▸ PROBLEM TO WORK ON: Render everything from the top of the lines below down to the line containing "point(434, 647)" as a two-column CSV, with one row per request under the headers "prompt" and "reply". Put each field in double quotes and replace line breaks with spaces.

▸ RECORD SET:
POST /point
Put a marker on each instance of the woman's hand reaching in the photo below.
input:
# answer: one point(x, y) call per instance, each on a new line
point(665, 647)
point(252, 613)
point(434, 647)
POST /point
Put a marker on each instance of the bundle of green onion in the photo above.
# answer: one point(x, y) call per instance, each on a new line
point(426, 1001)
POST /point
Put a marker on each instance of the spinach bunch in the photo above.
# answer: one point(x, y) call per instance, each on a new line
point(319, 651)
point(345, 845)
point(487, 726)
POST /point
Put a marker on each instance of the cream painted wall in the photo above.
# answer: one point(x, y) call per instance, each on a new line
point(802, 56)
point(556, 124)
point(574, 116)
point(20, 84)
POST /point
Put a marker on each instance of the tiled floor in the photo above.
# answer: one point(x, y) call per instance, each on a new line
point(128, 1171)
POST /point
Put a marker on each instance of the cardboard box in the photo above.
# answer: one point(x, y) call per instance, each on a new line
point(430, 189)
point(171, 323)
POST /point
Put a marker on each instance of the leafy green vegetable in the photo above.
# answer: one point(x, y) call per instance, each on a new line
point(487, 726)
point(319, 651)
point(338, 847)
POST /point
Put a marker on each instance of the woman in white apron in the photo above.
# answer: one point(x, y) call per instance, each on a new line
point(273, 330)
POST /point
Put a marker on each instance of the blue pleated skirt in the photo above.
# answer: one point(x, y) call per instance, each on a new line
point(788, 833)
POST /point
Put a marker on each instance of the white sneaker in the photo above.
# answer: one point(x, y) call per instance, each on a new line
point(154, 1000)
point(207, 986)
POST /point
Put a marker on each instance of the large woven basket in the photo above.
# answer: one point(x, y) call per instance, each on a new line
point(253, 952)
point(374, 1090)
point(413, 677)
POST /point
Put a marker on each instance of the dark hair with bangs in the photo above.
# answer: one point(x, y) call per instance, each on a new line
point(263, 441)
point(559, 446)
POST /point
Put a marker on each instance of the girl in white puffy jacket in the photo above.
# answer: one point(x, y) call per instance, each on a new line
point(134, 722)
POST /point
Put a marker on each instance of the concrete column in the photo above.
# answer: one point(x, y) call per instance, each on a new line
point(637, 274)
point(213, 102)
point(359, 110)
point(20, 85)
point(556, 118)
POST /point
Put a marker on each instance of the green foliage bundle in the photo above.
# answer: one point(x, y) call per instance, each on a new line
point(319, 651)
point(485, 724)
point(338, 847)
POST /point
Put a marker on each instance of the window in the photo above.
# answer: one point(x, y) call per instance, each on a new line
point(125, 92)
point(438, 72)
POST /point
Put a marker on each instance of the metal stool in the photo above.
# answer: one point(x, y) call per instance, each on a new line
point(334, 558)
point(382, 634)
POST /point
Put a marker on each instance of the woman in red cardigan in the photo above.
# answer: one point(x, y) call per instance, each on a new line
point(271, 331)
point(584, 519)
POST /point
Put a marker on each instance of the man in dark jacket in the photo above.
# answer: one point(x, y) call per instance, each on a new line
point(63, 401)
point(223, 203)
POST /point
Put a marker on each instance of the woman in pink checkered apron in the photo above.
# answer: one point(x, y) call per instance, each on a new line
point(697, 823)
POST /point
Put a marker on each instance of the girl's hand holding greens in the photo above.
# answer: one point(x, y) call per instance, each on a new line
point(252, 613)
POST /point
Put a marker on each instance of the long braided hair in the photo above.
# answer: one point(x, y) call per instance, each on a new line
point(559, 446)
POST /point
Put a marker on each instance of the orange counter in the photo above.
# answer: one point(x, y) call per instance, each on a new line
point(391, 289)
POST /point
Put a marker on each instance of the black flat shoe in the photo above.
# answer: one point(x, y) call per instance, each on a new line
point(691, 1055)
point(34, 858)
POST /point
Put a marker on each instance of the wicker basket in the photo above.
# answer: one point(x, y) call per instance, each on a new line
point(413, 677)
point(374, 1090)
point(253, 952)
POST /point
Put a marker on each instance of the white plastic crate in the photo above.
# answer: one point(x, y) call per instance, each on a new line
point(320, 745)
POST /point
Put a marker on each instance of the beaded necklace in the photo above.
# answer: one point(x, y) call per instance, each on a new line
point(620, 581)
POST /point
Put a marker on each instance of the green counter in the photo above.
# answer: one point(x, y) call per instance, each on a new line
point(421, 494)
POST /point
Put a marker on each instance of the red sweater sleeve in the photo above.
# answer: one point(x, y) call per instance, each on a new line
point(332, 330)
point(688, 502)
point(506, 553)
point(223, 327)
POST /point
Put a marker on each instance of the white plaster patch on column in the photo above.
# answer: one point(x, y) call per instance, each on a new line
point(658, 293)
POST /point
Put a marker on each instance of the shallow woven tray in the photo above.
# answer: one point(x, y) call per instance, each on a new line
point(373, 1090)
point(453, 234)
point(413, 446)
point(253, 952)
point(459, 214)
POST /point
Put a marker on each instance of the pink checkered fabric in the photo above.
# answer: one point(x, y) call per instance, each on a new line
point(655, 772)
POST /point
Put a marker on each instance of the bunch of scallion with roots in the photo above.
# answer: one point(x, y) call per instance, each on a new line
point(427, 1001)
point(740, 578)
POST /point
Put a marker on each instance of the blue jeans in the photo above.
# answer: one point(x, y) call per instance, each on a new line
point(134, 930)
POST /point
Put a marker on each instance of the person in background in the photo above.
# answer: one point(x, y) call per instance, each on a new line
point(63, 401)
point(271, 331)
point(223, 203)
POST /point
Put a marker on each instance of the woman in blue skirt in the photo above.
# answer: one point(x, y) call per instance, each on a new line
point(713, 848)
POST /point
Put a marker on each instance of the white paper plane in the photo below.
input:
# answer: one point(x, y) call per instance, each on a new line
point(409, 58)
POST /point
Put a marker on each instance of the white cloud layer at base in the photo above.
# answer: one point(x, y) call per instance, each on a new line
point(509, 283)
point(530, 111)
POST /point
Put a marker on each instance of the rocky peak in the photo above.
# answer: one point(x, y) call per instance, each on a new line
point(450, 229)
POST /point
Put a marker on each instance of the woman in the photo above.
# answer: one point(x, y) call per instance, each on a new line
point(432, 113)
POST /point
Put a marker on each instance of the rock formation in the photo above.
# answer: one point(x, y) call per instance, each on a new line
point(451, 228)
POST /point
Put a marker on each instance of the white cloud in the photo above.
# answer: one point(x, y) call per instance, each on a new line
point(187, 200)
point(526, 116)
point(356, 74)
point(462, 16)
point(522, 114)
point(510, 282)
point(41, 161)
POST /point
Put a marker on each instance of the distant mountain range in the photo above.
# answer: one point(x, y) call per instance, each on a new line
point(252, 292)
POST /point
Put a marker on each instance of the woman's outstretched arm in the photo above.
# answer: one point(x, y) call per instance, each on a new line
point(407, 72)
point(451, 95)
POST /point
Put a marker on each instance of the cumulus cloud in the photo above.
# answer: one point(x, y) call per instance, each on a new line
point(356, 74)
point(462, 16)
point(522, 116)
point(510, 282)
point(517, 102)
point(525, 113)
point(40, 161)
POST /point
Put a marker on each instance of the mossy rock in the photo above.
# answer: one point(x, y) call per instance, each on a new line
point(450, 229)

▸ WRITTEN SOLUTION:
prompt,reply
"POST /point Put a marker on each instance of the woman's hand reaching in the photo below. input: # answer: one point(x, y) call per instance, each on a new line","point(665, 647) point(252, 613) point(434, 647)"